--- WHAT IS REQUIRED ---
Rewrite the items below as a JSON list of strings, with one string for each line and no blank lines.
[MATERIAL SUPPLIED start]
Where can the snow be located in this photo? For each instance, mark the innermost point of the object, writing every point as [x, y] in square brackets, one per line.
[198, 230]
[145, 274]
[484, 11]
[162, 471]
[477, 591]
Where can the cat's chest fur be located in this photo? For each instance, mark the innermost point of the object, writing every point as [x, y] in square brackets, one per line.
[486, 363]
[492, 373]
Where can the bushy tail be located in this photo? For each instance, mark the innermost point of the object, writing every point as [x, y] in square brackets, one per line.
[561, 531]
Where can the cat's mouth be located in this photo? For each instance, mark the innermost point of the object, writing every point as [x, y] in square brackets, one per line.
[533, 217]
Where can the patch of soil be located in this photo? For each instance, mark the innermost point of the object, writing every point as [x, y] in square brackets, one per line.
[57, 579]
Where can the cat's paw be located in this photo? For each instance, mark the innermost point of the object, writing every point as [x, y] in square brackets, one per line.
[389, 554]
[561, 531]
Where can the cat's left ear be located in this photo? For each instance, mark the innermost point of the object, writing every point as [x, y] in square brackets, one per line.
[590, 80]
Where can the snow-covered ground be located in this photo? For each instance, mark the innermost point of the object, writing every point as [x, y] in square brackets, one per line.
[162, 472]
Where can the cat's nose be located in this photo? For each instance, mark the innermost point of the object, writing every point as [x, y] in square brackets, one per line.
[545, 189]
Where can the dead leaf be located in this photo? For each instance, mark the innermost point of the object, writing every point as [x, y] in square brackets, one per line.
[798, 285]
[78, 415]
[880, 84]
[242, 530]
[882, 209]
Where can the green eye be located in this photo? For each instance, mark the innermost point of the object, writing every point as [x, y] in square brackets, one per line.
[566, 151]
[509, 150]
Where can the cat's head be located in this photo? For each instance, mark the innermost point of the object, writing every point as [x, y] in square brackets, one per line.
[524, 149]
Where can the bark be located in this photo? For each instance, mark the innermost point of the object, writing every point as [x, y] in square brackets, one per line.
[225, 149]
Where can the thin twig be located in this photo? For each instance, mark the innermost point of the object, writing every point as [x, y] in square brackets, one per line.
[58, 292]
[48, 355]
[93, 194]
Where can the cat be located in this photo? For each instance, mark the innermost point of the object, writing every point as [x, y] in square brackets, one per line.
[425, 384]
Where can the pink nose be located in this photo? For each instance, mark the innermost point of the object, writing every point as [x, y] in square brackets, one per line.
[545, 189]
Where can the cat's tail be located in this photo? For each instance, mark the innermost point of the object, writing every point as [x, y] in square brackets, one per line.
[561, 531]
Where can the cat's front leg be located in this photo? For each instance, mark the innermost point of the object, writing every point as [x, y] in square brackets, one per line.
[MATERIAL SUPPLIED end]
--- EXPECTED OUTPUT ---
[
  "Where can the snow be located in this photo? For each instance, mark the innermost point of the object, writing every point as [x, y] in square brackets, one per line.",
  "[198, 230]",
  "[145, 274]",
  "[484, 11]",
  "[162, 471]",
  "[477, 591]",
  "Where can the cat's chest fur be located in this photo? For each instance, mark the innermost point of the object, writing every point as [x, y] in square brackets, one per line.",
  "[486, 363]",
  "[492, 373]",
  "Where can the bushy tail be located in this photo? For each instance, mark the innermost point of the object, writing every point as [x, y] in square brackets, one per line.",
  "[561, 531]",
  "Where can the cat's mouth be located in this photo? For each instance, mark the innermost point of the object, writing every point as [x, y] in square brackets, one per line.",
  "[533, 217]",
  "Where can the patch of soil be located in this photo? For each instance, mark the innermost point of the object, writing every point as [x, y] in square brackets, one per line.",
  "[57, 579]",
  "Where can the cat's paw be located in this photo? For each instance, mark the innermost point of the object, writing every point as [x, y] in square brackets, one per line.",
  "[389, 554]",
  "[561, 531]",
  "Where can the cat's left ear be located in this photo? For each instance, mark the innermost point of the object, writing every point as [x, y] in square brackets, one per line.",
  "[590, 80]",
  "Where can the snow-covered ground be located in this photo? For each instance, mark the innermost point of the object, writing every point as [x, y] in square brackets, one per line.",
  "[162, 472]",
  "Where can the cat's nose be located in this photo? For each instance, mark the innermost point of the object, writing every point as [x, y] in square brackets, one per line.",
  "[545, 189]",
  "Where can the dead leaf be located in this photo? For each instance, mark the innermost point of the object, writing every point as [x, y] in square brackets, one per line.",
  "[798, 285]",
  "[78, 415]",
  "[880, 84]",
  "[242, 530]",
  "[882, 209]",
  "Where can the green eye be located in this photo? For each instance, mark the innermost point of the object, writing every point as [x, y] in square brackets, one per line.",
  "[566, 151]",
  "[509, 150]",
  "Where can the cat's head be located in this photo? For each instance, mark the innermost point of the object, writing every point as [x, y] in square brackets, one per line.",
  "[524, 149]",
  "Where can the bark be located in this photo? For each instance, mark the innermost point of the object, writing every point as [x, y] in square brackets, one per line.",
  "[225, 149]",
  "Where can the thin twig be located in this photo? For each instance, mark the innermost point of the object, writing every point as [x, y] in square brackets, one per line.",
  "[58, 292]",
  "[48, 355]",
  "[93, 194]",
  "Where can the cat be located in this photo? For each instance, mark the innermost point of the object, writing every point as [x, y] in square brackets, one per line.",
  "[425, 384]",
  "Where can the pink nose be located in this photo? For each instance, mark the innermost point of the object, writing every point as [x, y] in square brackets, one per line.",
  "[545, 189]",
  "Where can the cat's tail be located in this photo? For each instance, mark the innermost point of the object, writing every point as [x, y] in square brackets, one per line.",
  "[561, 531]",
  "Where can the cat's front leg be located in this photo? For each instance, mark the innermost point of the object, writing every point as [x, y] in square brackets, one per line."
]